> Given passage
_____

# Imagine Wiimax - Worth a punt ??



## Ron J (21 Jan 2011)

Hi all.

I'm considering switching from TalkTalk to Imagine.  Main reason is obviously cost.  Currently have home phone & 7mb b/band costing circa €70 per month with TalkTalk - not incl. calls.  Initial checking with Imagine looks like the cost of a similar package is around €45 per month - calls extra.

Has anyone experience of using Imagine's Wiimax service ?  Any problems setting up existing house phones ?  Any adverse effect on house alarm ?


----------



## MrEBear (21 Jan 2011)

Hi Ron, I've been with imagine for about eight months and I wouldn't recommend them to anyone. The broadband service is patchy at best with it failing on more than one occasion and their customer care team is possibly the worst I've ever seen (and I've dealt with upcs who are shocking). My advice is to steer clear.

They once cut us off after they failed to apply to my account for a payment saying the money wasn't there even though I had bank statements saying otherwise and then had the cheek to charge me a late fee for that same payment. The only reason I'm still with them is because I would have to buy out of my contract and it just hasn't been worth it. 

Once again IMO just steer clear. Bear


----------



## hopalong (21 Jan 2011)

there a waset of time and money.


----------



## BertieBowel (21 Jan 2011)

I'm on a package with UPC for c. €80 per month:
1) Basic digital TV pack with HDD recorder
2) Phone package - all landline calls excl mobile
3) 20mb broadband


----------



## Mavis (21 Jan 2011)

_____

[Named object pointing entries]

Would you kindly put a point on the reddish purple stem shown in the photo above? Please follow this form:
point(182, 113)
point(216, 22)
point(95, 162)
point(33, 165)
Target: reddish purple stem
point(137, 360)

_____

> Prompt A
Answer these questions about the Imagine thread:
(i) What monthly cost does Ron J give for his current home phone and broadband with TalkTalk?
(ii) How long has MrEBear been with Imagine?
(iii) What broadband speed is part of BertieBowel's UPC package?
> Prompt B
List every username that appears as a post heading in the Imagine thread.

> Solution A
(i) Circa €70 per month, not including calls.
(ii) About eight months.
(iii) 20mb.

> Solution B
Ron J, MrEBear, hopalong, BertieBowel, Mavis